_EXCERPT TO READ_.
* * * * *
Note: Refer to the rMATS documentations and publications for more information about usage of rMATS docker image at http://rnaseq-mats.sourceforge.net/rmatsdockerbeta/DockerImage-rMATS-turbo-0.1.pdfhttp://rnaseq-mats.sourceforge.net
Optional: Set up a virtual environment for rMATS in Python 2.7 if needed. Python 2.7 can be acquired from https://www.python.org. Instruction to setting up a virtual environment in Python 2.x using virtualenv can be found in the Python documentations: https://packaging.python.org/guides/installing-using-pip-and-virtual-environments/
In Silico Translation of Custom Protein Sequences
Timing: ∼3–6 h
JCAST processes rMATS output files with options to filter out splice junctions with low or variable counts and then translates junction sequences into peptide and protein sequences.
-
26.
Install Python3.7+ (https://www.python.org) and pip (https://pip.pypa.io/en/stable/installing/) following developer instruction.
-
27.Install JCAST v.0.2.8 or a compatible version
- $ python3 -m pip install jcast
Note: JCAST can be acquired through pypi using pip or directly from Github. JCAST requires Python 3.7+ which can be acquired from https://www.python.org
Optional: To avoid potential conflicts in Python and dependency versions with other softwares, we recommend setting up a Python virtual environment for JCAST. For example, use the following command to set up a Python3.8 virtual environment
$ python3.8 -m venv ∼/venv
To use the virtual environment:
$ source ∼/venv/bin/activate
To install JCAST:
(venv) $ pip install jcast
Note: Further instruction for setting up a virtual environment in Python 3.x using venv can be found in the Python documentations: https://packaging.python.org/guides/installing-using-pip-and-virtual-environments/
To test whether JCAST is installed and print the help message for JCAST usage, type “jcast” in the Terminal command window:
- $ python3 -m jcast
- Or
(venv) $ jcast
The following message will show up in the command window:
usage: jcast [-h] [-o OUT] [-r READ] [-p PVALUE] rmats_folder gtf_file genome
Jcast retrieves splice junction information and translates into amino acid
positional arguments:
rmats_folder path to folder storing rMATS output
gtf_file path to ENSEMBL GTF file
genome path to Genome file
optional arguments:
-h, --help show this help message and exit
-o OUT, --out OUT name of the output files [default: psq_out]
-r READ, --read READ minimum read counts to consider [default: 1]
-p PVALUE, --pvalue PVALUE discard junctions with rMATS pvalue below this threshold [default: 0.01]
Note: JCAST provides the options to filter out splice junction sequences with low read counts by the -r argument and sequences with variable read counts by the -p argument.
Note: p is set at 0.01 by default, which means differentially expressed junctions (p < 0.01) between the biological replicates from the same sample group will be discarded. Only junctions expressed in all biological replicates will be kept and translated into peptide and protein sequences.
* * * * *
_WORK TASK_.
Why does the JCAST excerpt recommend setting up a Python virtual environment for JCAST? Answer in one to three sentences. The listing has nothing to do with the JCAST excerpt.

_SOURCE DATA_.
* * * * *
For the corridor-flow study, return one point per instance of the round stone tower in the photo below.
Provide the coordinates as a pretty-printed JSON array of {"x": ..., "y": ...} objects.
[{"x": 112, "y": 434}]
* * * * *
_RESPONSE_.
A virtual environment avoids potential conflicts between the Python and dependency versions JCAST needs and those used by other software.